◆ **Problems to solve**
A. State whether each statement agrees with the comparison test thread below, answering yes or no and quoting the words of the thread that settle it.
(i) The professor asks students to build an intuition first and then a proof.
(ii) felper's reply is posted at 06:14 PM on February 16th 2010.
(iii) In the final post, Latszer says felper's logic makes no sense.
B. Answer these questions from the comparison test thread below.
(i) According to Latszer, what does f(θ) act like as θ approaches infinity?
(ii) What kind of function does Latszer say is needed next?
(iii) At what time is Latszer's final post made?

◆ **Selected excerpt**
Comparison Test

**Latszer** · February 16th 2010, 05:25 PM

$\int_1^\infty \frac{1}{\sqrt{\theta+1}}d\theta$

My professor tells us to create an intuition and then create a proof.

What I have so far is

$Let f(\theta) = \frac{1}{\sqrt{\theta+1}}d\theta$
$When \theta \rightarrow \infty; f(\theta)$ acts like $\frac{1}{\sqrt{\theta}}$
So I guess that $f(\theta)$ diverges because p = $\frac{1}{2}$

Now I need an easy, smaller function that I can prove that if that smaller function diverges, then $f(\theta)$ diverges, am missing something here?

**felper** · February 16th 2010, 06:14 PM

Originally Posted by Latszer

$\int_1^\infty \frac{1}{\sqrt{\theta+1}}d\theta$

My professor tells us to create an intuition and then create a proof.

What I have so far is

$Let f(\theta) = \frac{1}{\sqrt{\theta+1}}d\theta$
$When \theta \rightarrow \infty; f(\theta)$ acts like $\frac{1}{\sqrt{\theta}}$
So I guess that $f(\theta)$ diverges because p = $\frac{1}{2}$

Now I need an easy, smaller function that I can prove that if that smaller function diverges, then $f(\theta)$ diverges, am missing something here?

$\int \dfrac{dx}{\sqrt{x+x}}= \dfrac{1}{\sqrt{2}}\int \dfrac{dx}{\sqrt{x}} < \int \dfrac{dx}{\sqrt{x+1}}$

I think now its correct

**Latszer** · February 16th 2010, 06:21 PM

$\frac{1}{x}$ is not less than $\frac{1}{x+1}$ as x approaches infinity, so while your logic makes sense it technically does not "prove" the integral.

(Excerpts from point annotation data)
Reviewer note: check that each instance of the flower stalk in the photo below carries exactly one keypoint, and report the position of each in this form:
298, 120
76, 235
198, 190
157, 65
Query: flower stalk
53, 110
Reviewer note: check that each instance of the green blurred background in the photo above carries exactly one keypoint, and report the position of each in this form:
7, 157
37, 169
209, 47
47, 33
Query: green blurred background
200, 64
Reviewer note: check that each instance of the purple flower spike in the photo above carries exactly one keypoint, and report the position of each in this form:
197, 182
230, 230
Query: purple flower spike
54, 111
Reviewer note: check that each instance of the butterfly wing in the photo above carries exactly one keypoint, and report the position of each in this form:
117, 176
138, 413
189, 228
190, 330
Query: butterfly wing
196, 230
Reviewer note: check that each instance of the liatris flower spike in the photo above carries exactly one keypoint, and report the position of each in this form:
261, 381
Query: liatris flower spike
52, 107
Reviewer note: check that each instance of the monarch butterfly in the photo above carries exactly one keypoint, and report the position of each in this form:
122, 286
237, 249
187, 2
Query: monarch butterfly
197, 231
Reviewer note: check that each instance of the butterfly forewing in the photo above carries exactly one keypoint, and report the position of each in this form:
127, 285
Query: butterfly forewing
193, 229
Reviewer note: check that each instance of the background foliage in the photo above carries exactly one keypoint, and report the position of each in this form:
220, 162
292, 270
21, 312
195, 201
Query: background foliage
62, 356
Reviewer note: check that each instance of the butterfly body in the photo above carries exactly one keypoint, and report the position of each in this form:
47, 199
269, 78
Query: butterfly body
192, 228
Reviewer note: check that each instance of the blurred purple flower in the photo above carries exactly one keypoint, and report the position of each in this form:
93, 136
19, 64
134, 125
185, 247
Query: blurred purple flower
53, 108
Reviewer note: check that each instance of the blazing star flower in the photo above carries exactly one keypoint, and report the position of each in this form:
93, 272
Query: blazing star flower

◆ **The answers**
A.
(i) Yes: "My professor tells us to create an intuition and then create a proof."
(ii) Yes: "February 16th 2010, 06:14 PM"
(iii) No: "while your logic makes sense it technically does not "prove" the integral."

B.
(i) 1/√θ
(ii) An easy, smaller function
(iii) 06:21 PM